Dataset items
-------
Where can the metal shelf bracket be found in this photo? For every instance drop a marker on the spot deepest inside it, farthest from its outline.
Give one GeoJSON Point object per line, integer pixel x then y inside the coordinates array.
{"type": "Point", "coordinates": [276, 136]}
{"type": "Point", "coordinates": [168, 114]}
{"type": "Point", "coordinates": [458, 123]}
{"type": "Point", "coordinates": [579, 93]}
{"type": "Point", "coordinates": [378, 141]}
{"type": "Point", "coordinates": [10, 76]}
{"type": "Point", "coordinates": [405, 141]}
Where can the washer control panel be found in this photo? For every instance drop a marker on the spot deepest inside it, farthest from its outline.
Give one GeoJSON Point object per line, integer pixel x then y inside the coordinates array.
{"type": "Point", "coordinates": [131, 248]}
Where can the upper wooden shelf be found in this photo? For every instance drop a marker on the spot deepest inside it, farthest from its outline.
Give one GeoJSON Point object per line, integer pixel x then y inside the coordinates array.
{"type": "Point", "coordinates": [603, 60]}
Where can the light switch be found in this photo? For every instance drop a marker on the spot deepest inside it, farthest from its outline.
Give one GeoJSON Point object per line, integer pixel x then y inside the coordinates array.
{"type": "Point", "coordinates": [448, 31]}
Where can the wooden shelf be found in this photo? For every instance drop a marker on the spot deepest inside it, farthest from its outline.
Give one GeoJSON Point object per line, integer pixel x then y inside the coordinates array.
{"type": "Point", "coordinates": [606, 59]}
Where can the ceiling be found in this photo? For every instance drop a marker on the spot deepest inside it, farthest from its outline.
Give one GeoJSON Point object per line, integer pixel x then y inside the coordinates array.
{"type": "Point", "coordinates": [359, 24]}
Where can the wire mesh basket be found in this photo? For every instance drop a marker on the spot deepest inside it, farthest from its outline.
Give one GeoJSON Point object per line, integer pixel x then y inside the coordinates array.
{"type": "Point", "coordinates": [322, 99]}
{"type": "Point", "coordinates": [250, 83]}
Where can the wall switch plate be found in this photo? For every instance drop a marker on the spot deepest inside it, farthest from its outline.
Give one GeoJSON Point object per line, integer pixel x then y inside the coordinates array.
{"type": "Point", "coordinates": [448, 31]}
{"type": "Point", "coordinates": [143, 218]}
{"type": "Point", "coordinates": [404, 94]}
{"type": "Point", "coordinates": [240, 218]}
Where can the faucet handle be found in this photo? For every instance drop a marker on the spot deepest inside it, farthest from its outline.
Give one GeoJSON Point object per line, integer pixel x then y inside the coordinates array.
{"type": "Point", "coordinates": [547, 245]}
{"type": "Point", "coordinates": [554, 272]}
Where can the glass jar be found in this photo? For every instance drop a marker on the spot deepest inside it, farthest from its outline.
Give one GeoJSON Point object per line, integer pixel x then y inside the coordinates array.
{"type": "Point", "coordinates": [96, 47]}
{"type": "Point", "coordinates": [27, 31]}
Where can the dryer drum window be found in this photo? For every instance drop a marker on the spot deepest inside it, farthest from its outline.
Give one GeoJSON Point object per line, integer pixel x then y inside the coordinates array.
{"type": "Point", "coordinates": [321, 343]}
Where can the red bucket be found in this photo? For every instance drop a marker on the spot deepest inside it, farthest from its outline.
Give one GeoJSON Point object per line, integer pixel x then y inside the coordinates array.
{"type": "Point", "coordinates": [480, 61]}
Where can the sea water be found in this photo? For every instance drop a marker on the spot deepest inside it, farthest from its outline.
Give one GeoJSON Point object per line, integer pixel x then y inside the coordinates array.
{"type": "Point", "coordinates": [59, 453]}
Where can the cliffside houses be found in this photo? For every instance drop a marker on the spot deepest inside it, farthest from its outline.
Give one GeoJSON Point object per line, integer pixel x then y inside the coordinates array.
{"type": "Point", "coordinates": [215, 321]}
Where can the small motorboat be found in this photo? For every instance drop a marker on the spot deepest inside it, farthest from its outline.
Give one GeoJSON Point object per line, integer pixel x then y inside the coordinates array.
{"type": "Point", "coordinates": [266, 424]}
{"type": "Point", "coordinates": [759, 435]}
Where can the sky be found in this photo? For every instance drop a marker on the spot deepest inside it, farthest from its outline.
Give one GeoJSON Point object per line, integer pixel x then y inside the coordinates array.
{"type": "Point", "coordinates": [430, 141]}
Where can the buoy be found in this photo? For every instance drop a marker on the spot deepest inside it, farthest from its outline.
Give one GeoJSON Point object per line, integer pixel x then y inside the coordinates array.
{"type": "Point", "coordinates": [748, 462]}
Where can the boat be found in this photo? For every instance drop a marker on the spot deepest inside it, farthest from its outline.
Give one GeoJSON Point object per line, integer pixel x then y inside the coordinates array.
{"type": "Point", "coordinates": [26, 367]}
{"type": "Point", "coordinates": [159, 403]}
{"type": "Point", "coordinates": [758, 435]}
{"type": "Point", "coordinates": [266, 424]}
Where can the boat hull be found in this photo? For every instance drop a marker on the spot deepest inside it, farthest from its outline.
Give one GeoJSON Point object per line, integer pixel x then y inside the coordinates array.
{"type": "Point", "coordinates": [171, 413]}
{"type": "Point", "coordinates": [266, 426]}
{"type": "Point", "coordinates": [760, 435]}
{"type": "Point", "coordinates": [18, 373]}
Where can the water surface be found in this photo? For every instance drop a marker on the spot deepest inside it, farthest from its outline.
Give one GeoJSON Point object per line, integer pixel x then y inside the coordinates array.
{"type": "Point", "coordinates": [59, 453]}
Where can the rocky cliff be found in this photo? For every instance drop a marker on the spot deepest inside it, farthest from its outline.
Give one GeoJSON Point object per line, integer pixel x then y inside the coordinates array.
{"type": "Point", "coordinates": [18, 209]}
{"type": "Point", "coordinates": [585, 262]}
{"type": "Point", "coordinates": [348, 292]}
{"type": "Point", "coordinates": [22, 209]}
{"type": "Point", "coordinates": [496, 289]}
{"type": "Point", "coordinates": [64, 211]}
-------
Try it – In the records above, count the lines holding the word "wooden"; give only that number.

Response area – 2